Eleições e multas: artistas devem se manifestar politicamente?
Reprodução 01.04.2022
Eleições e multas: artistas devem se manifestar politicamente?

No segundo dia do festival Lollapalooza, o Brasil foi surpreendido pela ação do Tribunal Superior Eleitoral em proibir manifestações políticas durante o evento. O pedido foi feito pelo Partido Liberal (PL), o mesmo do presidente Jair Bolsonaro, e aceito pelo ministro Raul Araújo. O descumprimento da medida traria uma multa de R$ 50 mil por cada artista que desobedecesse.

A atitude foi tomada  após as manifestações durante o primeiro dia de festival. Na ocasião, a cantora Pabllo Vittar exibiu uma bandeira estampando o rosto do ex-presidente e candidato à eleição Luiz Inácio Lula da Silva. Além disso, diversos artistas entoaram gritos de protestos contra o atual governo durante o dia.


A justificativa da proibição é de que as expressões de protestos durante o evento teriam configurado propaganda eleitoral antecipada e negativa, já que as eleições presidenciais estão previstas para outubro deste ano.

Com a liminar valendo, a intenção do partido de Bolsonaro caiu por terra. Ao tentar silenciar as manifestações, artistas se inflamaram ainda mais para utilizar a voz e palco para criticar o governo.


As manifestações

No primeiro dia de festival, Pabllo Vittar ao caminhar pela área do público avistou um fã segurando uma bandeira do ex-presidente Lula. Concordando com a atitude do fã, a artista tomou o tecido e passou a balançar o adereço por todos os lugares. 

Ainda na sexta-feira, a cantora britânica Marina gritou em cima do palco os dizeres: “FUCK PUTIN, FUCK BOLSONARO” ( F*da-se Putin, F*da-se Bolsonaro).

» **ENTRADAS FORNECIDAS**:
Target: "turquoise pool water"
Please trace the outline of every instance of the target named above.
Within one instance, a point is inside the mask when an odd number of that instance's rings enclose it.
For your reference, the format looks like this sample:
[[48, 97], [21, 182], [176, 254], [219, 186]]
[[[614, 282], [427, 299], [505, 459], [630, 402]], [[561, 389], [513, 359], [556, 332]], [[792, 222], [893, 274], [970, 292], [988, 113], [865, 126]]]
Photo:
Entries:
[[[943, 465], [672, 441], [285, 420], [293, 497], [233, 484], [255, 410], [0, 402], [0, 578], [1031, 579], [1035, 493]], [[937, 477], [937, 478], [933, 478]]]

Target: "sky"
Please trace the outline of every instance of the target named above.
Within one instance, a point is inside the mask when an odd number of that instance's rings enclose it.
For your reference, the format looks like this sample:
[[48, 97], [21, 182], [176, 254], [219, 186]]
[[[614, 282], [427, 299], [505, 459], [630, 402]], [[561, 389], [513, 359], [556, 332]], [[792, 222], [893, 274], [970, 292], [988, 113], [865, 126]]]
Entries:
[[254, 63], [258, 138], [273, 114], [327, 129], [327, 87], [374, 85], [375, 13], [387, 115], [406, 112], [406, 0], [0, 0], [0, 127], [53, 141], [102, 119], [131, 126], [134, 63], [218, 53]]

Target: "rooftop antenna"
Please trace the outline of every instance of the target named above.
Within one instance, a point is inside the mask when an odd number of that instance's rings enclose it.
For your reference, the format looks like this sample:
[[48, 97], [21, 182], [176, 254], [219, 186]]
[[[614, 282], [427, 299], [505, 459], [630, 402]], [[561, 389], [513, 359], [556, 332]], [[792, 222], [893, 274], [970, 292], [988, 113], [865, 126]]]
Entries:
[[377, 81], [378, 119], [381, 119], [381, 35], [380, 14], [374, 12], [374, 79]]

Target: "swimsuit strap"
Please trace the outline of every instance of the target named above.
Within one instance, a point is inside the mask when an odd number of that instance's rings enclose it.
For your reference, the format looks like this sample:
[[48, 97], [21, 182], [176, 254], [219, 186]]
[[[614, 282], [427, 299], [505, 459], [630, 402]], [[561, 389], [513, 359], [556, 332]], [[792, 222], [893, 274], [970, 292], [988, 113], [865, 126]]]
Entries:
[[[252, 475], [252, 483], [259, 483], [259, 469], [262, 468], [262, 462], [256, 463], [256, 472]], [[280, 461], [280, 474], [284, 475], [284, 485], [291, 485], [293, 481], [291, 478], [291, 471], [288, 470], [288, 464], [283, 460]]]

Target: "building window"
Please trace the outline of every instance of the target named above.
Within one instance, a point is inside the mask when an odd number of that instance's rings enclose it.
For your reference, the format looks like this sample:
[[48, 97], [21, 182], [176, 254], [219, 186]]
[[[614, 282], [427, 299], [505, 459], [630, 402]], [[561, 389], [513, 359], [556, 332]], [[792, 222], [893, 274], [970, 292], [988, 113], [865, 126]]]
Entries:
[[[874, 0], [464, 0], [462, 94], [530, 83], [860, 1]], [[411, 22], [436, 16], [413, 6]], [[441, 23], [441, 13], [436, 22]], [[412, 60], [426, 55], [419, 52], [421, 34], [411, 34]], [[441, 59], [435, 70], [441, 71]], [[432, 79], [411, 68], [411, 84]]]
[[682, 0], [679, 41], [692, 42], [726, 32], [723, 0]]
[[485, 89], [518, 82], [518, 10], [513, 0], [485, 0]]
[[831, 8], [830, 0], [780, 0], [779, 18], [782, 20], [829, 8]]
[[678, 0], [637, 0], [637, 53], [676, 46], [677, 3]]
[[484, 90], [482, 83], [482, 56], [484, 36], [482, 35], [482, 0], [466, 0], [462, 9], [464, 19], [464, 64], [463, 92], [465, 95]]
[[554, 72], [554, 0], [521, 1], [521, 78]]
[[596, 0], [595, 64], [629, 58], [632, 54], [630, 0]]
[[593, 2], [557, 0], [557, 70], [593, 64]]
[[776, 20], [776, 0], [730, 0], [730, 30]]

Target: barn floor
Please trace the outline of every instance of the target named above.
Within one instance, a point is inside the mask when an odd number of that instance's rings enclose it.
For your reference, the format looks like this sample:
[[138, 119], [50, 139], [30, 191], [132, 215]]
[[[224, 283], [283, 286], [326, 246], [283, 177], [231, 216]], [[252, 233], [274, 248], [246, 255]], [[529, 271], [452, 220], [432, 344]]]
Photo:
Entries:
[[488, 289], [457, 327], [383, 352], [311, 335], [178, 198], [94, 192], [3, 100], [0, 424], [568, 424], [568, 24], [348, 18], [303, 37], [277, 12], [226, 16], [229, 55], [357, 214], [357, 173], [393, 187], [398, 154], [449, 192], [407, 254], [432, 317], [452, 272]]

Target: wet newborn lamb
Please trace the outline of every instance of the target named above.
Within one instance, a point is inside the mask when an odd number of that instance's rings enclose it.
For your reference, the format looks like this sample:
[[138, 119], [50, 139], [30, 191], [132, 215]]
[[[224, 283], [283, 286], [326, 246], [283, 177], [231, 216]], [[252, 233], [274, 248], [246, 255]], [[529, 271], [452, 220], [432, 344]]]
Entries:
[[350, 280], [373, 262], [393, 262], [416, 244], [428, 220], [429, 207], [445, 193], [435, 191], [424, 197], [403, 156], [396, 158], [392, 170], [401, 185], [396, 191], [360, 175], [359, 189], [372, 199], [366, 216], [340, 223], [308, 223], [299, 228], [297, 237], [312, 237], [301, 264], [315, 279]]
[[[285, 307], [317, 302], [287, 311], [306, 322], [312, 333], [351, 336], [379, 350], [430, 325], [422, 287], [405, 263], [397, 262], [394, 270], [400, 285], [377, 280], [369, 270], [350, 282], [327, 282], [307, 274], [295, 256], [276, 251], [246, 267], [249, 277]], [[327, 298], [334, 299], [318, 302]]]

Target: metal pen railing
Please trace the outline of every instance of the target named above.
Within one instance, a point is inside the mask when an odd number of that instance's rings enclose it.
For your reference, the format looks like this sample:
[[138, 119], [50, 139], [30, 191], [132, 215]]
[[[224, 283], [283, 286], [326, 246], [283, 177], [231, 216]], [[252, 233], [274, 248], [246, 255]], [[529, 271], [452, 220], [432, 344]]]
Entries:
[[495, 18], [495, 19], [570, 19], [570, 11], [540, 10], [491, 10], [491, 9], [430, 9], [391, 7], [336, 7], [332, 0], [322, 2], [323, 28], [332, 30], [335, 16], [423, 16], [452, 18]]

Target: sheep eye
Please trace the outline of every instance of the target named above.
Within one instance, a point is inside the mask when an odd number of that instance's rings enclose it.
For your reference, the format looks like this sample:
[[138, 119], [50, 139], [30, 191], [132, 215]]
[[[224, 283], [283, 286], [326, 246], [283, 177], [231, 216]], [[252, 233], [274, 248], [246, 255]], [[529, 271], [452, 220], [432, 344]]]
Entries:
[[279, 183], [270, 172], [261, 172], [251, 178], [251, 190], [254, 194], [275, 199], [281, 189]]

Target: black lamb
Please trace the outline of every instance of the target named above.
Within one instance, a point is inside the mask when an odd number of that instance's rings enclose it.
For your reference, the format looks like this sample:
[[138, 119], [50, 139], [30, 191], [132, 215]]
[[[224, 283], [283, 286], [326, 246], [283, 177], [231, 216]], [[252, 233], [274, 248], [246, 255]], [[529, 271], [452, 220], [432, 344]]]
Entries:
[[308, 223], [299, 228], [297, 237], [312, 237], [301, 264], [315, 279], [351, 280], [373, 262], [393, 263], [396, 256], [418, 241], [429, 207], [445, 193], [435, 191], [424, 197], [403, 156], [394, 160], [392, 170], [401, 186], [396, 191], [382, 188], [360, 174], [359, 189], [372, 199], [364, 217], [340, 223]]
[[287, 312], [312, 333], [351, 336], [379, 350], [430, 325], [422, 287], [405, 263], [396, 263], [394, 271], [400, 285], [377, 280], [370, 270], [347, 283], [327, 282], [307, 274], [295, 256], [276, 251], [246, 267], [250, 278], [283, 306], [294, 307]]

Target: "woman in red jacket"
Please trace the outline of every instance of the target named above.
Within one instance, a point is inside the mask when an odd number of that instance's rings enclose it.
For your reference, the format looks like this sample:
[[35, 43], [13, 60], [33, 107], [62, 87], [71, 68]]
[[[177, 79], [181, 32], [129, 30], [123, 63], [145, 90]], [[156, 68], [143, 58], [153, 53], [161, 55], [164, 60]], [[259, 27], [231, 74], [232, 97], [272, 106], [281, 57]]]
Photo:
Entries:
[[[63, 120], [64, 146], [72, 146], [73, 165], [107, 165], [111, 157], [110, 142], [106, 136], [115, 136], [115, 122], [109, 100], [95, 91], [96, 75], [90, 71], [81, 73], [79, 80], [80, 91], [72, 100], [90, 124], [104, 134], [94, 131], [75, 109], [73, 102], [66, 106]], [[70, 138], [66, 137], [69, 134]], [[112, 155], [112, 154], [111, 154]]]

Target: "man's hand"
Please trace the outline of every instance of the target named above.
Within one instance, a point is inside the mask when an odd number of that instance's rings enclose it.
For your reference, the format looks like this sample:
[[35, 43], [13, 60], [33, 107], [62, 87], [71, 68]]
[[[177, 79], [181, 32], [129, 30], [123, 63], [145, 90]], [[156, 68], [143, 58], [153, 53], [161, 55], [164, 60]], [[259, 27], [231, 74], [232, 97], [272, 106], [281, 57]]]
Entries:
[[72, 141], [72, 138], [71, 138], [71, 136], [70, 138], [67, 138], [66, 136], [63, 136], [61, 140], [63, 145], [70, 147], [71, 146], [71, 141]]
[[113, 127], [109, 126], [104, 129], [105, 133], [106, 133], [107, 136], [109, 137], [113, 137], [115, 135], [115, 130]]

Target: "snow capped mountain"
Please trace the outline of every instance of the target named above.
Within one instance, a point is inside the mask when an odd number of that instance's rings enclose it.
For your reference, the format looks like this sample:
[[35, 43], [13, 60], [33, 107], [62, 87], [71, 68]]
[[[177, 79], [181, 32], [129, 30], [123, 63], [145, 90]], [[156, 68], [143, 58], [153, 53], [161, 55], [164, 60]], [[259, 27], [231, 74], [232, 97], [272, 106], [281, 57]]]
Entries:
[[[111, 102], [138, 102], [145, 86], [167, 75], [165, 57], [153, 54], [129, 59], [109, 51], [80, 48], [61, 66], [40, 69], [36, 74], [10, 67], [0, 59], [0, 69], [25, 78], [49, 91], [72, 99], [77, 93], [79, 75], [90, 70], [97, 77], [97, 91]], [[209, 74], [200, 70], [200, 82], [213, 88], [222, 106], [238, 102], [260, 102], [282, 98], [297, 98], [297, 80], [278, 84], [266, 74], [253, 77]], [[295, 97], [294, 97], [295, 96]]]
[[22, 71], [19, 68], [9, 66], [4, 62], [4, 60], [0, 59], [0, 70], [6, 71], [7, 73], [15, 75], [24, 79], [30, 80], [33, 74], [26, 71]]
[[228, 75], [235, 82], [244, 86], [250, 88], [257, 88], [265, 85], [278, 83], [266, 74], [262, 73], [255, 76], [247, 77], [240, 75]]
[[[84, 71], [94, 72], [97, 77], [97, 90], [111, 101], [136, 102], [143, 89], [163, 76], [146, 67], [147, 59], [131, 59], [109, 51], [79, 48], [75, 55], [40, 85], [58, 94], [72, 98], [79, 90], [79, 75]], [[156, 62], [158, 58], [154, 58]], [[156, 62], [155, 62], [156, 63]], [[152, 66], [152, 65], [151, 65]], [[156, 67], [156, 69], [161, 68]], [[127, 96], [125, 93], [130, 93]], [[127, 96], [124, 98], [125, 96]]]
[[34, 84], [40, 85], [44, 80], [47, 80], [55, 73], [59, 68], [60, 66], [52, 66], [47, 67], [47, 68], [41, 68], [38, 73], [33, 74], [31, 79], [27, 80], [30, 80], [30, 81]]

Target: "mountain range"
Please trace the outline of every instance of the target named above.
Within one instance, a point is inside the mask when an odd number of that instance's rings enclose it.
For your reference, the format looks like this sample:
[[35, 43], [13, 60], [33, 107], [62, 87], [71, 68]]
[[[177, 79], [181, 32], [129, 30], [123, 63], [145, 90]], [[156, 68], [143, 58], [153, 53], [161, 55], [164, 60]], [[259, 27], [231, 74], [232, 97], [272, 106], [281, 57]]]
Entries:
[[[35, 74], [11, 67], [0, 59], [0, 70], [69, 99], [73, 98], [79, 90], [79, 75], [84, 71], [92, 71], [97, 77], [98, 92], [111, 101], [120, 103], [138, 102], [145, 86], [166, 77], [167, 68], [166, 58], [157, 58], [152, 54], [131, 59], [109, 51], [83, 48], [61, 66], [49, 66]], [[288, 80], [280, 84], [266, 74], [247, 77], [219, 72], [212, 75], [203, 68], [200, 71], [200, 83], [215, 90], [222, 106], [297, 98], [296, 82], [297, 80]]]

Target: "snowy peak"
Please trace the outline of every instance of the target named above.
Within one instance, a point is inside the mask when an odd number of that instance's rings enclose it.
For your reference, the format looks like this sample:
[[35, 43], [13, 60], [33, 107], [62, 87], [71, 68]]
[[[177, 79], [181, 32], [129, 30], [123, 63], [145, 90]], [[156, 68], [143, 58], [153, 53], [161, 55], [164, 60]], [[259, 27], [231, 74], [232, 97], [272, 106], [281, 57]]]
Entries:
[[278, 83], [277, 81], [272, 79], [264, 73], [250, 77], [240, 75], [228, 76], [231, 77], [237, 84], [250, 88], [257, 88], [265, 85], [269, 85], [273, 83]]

» **INSTRUÇÕES DO EXERCÍCIO**: Cite, sem nenhuma alteração, o trecho da matéria sobre o Lollapalooza que vai de "A justificativa da" até "Putin, F*da-se Bolsonaro).". As entradas são um material à parte, independente da matéria sobre o Lollapalooza.

» **RESPOSTA**:
A justificativa da proibição é de que as expressões de protestos durante o evento teriam configurado propaganda eleitoral antecipada e negativa, já que as eleições presidenciais estão previstas para outubro deste ano.

Com a liminar valendo, a intenção do partido de Bolsonaro caiu por terra. Ao tentar silenciar as manifestações, artistas se inflamaram ainda mais para utilizar a voz e palco para criticar o governo.


As manifestações

No primeiro dia de festival, Pabllo Vittar ao caminhar pela área do público avistou um fã segurando uma bandeira do ex-presidente Lula. Concordando com a atitude do fã, a artista tomou o tecido e passou a balançar o adereço por todos os lugares. 

Ainda na sexta-feira, a cantora britânica Marina gritou em cima do palco os dizeres: “FUCK PUTIN, FUCK BOLSONARO” ( F*da-se Putin, F*da-se Bolsonaro).